▸ **Your goal**
In the RocksDB backup page, retype everything from "and only the" down to "their always-increasing IDs.".

▸ **Passage given**
* * *

-
Notifications
You must be signed in to change notification settings - Fork 6.4k
How to backup RocksDB
For the C++ API, see include/rocksdb/utilities/backupable_db.h
. The key abstraction is the backup engine, which exposes simple interfaces to create backups, get info about backups, and restore from backup. There are two distinct representations of backup engines: (1) BackupEngine
for creating new backups, and (2) BackupEngineReadOnly
for restoring from backup. Either one can be used to get info about backups.
In RocksDB, we have implemented an easy way to backup your DB and verify correctness. Here is a simple example:
#include "rocksdb/db.h"
#include "rocksdb/utilities/backupable_db.h"
#include <vector>
using namespace rocksdb;
int main() {
Options options;
options.create_if_missing = true;
DB* db;
Status s = DB::Open(options, "/tmp/rocksdb", &db);
assert(s.ok());
db->Put(...); // do your thing
BackupEngine* backup_engine;
s = BackupEngine::Open(Env::Default(), BackupableDBOptions("/tmp/rocksdb_backup"), &backup_engine);
assert(s.ok());
s = backup_engine->CreateNewBackup(db);
assert(s.ok());
db->Put(...); // make some more changes
s = backup_engine->CreateNewBackup(db);
assert(s.ok());
std::vector<BackupInfo> backup_info;
backup_engine->GetBackupInfo(&backup_info);
// you can get IDs from backup_info if there are more than two
s = backup_engine->VerifyBackup(1 /* ID */);
assert(s.ok());
s = backup_engine->VerifyBackup(2 /* ID */);
assert(s.ok());
delete db;
delete backup_engine;
}
This simple example will create a couple backups in "/tmp/rocksdb_backup". Note that you can create and verify multiple backups using the same engine.
Backups are normally incremental (see BackupableDBOptions::share_table_files
). You can create a new backup with BackupEngine::CreateNewBackup()
and only the new data will be copied to backup directory (for more details on what gets copied, see Under the hood).
Once you have some backups saved, you can issue BackupEngine::GetBackupInfo()
call to get a list of all backups together with information on timestamp of the backup and the size (please note that sum of all backups' sizes is bigger than the actual size of the backup directory because some data is shared by multiple backups). Backups are identified by their always-increasing IDs.
When BackupEngine::VerifyBackups()
is called, it checks the file sizes in the backup directory against the original sizes of the corresponding files in the db directory. However, we do not verify checksums since it would require reading all the data. Note that the only valid use case for BackupEngine::VerifyBackups()

* * *

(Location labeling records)

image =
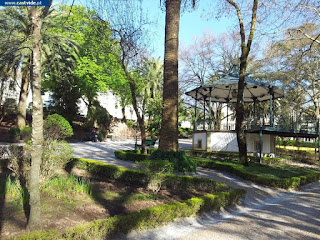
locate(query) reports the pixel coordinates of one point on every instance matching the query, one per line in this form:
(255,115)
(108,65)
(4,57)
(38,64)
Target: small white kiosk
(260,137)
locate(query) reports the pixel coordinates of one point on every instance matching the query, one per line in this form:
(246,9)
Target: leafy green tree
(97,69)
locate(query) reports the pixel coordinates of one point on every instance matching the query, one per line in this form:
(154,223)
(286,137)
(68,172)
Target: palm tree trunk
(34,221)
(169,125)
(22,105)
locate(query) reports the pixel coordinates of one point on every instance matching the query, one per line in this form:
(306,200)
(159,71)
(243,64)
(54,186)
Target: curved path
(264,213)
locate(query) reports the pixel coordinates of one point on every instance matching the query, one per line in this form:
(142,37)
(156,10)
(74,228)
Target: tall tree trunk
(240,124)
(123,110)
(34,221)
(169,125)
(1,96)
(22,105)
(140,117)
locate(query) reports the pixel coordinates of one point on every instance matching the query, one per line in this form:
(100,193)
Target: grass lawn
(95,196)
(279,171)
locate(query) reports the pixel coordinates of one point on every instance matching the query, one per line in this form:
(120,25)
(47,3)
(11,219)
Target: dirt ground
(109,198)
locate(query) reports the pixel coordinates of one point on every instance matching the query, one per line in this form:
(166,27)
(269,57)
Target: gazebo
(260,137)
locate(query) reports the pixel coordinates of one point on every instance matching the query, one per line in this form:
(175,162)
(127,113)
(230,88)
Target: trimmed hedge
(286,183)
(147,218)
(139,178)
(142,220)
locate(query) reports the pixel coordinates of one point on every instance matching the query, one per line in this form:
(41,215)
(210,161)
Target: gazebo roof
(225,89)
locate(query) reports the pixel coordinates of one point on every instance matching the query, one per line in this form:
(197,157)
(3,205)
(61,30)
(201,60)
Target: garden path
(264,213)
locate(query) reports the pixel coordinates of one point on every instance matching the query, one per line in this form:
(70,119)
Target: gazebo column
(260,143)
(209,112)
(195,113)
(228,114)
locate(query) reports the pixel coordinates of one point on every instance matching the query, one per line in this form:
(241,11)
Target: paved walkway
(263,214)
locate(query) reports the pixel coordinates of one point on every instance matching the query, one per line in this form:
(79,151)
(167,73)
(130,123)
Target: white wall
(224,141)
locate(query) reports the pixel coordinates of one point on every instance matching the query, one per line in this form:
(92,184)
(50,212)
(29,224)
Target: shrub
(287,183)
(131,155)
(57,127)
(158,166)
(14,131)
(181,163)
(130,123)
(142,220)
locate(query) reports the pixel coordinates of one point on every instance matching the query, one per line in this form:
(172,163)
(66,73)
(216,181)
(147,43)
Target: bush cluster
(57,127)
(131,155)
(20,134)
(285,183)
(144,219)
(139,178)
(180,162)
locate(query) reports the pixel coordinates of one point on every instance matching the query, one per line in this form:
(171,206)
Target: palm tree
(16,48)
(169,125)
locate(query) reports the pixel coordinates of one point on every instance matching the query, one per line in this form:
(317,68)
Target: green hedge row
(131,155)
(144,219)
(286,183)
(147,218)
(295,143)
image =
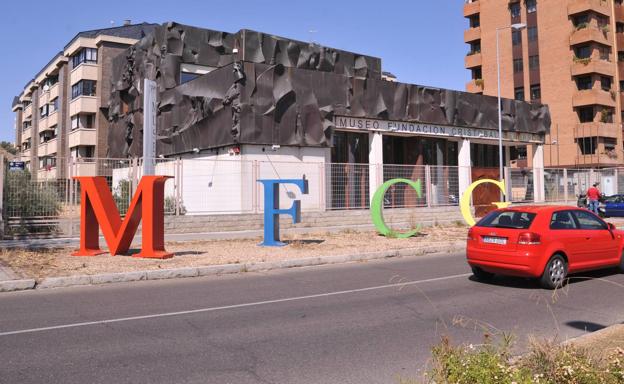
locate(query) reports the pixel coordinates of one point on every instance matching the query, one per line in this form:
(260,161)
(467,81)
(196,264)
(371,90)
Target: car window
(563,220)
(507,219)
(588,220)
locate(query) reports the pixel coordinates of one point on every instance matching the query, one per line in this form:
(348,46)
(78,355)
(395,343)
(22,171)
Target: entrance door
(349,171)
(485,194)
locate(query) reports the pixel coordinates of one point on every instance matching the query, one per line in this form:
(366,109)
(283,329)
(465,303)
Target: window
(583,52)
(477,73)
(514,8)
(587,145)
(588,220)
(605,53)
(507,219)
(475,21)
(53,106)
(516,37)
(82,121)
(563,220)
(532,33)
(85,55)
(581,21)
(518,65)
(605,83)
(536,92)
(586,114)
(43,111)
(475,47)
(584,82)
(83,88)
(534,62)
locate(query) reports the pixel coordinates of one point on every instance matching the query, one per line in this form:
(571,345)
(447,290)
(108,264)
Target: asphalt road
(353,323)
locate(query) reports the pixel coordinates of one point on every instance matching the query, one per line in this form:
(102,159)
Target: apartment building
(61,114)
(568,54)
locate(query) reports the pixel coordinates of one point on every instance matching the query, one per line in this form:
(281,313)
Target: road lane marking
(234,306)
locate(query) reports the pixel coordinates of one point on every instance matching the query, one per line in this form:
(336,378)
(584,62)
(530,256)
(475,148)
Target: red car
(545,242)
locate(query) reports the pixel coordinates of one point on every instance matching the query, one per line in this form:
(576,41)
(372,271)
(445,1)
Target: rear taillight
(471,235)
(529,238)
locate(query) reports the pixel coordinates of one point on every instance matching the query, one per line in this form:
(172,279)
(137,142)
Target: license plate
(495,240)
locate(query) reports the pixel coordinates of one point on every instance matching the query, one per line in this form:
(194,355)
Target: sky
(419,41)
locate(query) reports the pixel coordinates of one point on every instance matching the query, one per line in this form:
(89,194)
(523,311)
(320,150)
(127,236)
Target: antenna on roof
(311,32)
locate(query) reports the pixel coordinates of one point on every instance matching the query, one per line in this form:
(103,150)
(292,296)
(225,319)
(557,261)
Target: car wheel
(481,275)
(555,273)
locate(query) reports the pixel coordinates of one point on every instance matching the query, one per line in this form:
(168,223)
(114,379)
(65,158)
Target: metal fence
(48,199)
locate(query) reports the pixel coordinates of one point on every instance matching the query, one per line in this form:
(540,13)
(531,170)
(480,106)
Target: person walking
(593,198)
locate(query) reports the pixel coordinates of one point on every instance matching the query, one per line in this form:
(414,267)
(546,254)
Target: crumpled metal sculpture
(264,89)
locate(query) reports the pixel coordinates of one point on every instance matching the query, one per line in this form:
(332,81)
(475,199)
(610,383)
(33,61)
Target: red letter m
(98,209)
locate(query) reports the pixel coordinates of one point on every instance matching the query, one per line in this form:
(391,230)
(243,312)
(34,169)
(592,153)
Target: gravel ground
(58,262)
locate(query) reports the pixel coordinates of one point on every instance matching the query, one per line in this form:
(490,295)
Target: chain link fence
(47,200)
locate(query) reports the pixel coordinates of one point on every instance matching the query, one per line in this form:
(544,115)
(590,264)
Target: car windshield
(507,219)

* * *

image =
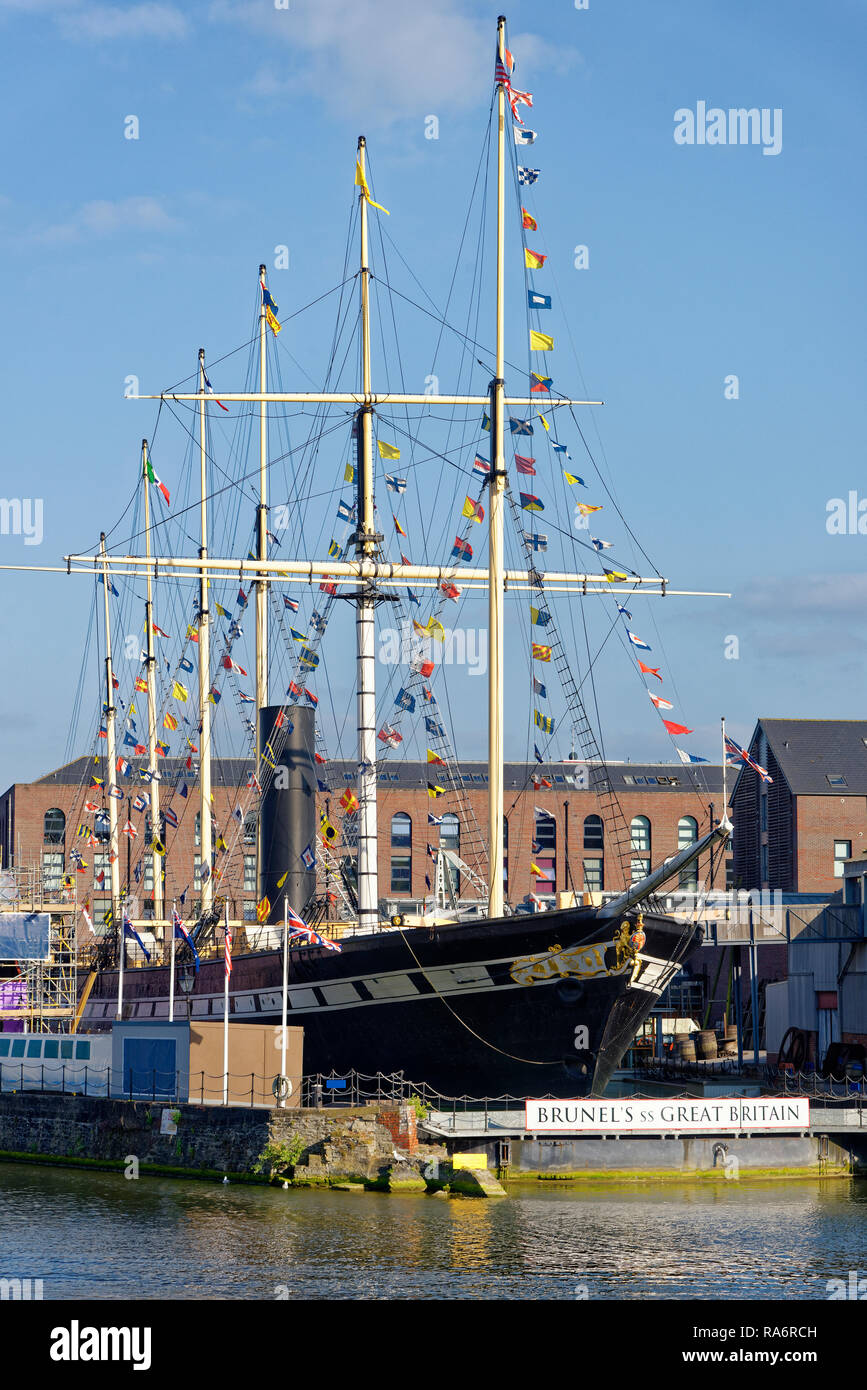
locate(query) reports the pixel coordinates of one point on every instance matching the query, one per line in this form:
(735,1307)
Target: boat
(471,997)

* * *

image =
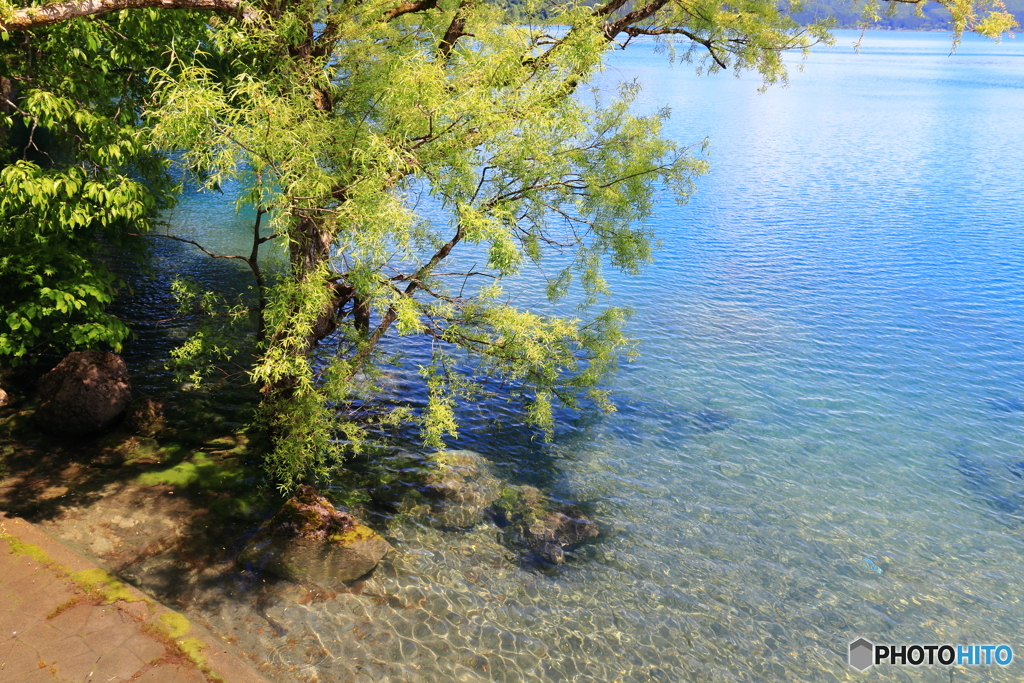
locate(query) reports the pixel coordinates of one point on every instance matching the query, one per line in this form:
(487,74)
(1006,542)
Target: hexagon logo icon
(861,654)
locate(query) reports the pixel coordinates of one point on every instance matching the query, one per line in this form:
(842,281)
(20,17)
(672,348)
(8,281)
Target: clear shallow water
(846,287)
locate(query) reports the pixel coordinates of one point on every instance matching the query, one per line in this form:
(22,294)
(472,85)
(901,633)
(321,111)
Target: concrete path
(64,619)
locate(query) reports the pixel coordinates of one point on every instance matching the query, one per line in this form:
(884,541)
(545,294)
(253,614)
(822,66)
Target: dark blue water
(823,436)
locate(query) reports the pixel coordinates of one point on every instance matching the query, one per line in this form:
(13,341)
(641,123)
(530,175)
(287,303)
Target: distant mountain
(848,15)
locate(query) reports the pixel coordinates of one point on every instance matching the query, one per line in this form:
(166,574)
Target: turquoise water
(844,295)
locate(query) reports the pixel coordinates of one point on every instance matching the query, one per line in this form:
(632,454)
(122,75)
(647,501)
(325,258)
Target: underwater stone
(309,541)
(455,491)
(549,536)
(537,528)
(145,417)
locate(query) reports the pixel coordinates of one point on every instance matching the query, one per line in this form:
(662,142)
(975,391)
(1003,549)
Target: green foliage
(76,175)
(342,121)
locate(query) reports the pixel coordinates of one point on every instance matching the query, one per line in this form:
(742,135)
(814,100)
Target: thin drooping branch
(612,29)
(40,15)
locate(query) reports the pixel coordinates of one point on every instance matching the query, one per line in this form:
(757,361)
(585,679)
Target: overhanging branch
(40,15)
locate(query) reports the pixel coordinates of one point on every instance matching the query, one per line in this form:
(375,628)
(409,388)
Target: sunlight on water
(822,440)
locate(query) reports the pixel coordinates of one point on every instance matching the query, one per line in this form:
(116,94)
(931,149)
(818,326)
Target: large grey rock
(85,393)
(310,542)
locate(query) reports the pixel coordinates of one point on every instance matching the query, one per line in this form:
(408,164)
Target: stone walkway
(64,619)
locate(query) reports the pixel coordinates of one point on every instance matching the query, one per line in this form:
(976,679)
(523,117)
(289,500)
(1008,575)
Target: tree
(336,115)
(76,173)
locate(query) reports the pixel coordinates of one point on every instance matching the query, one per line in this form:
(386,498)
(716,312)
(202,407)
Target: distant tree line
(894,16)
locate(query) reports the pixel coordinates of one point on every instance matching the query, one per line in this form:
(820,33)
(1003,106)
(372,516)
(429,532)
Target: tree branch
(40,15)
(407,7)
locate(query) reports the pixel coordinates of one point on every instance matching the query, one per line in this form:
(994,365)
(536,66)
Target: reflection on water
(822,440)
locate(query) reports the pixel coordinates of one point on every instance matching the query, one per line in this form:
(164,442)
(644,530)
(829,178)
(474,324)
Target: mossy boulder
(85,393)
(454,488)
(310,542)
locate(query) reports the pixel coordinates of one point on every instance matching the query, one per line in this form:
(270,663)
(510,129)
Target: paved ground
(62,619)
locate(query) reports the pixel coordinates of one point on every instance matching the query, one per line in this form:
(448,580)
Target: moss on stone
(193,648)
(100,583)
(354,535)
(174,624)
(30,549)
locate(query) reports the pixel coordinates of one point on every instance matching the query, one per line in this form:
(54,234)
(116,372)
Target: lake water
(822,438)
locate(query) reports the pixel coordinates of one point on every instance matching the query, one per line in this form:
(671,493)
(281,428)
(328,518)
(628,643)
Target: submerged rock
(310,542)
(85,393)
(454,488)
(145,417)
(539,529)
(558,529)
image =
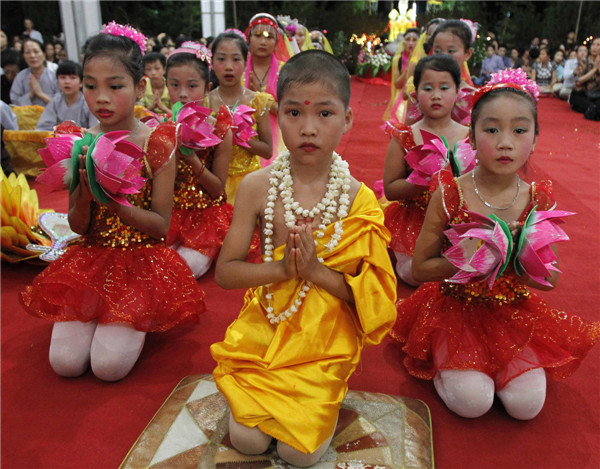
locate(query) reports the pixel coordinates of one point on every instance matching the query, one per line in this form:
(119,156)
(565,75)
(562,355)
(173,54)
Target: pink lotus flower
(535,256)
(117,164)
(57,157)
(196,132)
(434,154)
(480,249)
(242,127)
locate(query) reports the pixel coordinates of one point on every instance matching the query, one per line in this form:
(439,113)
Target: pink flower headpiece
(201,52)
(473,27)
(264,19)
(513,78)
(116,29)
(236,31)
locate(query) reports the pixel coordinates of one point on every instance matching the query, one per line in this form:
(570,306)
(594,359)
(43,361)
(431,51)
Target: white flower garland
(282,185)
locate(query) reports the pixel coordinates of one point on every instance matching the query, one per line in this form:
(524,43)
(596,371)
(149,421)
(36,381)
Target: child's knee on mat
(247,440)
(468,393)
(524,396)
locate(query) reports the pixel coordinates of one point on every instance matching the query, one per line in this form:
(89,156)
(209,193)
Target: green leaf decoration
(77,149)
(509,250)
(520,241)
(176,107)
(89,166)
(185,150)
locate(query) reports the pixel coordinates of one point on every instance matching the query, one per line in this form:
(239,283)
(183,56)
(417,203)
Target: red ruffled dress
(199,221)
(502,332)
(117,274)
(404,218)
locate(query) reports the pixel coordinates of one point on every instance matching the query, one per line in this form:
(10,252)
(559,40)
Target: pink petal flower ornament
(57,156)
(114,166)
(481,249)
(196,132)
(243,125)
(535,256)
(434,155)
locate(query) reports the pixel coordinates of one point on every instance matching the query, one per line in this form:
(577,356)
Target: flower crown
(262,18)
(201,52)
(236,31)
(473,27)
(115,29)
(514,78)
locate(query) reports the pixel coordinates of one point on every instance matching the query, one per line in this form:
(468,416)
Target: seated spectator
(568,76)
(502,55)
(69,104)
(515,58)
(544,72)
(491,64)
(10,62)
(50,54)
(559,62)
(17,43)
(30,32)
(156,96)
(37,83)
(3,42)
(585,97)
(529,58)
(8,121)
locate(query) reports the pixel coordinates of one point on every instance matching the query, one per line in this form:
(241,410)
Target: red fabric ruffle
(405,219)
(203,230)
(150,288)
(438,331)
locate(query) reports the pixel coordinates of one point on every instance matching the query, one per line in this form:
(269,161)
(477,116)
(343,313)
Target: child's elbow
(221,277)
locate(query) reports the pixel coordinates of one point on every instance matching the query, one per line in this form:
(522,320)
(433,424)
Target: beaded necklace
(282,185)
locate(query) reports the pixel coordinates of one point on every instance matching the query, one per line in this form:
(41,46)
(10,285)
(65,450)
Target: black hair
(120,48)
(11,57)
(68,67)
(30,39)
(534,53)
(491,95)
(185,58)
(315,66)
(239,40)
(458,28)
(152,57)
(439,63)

* * *

▸ **Problem solution**
and only the new data will be copied to backup directory (for more details on what gets copied, see Under the hood).
Once you have some backups saved, you can issue BackupEngine::GetBackupInfo()
call to get a list of all backups together with information on timestamp of the backup and the size (please note that sum of all backups' sizes is bigger than the actual size of the backup directory because some data is shared by multiple backups). Backups are identified by their always-increasing IDs.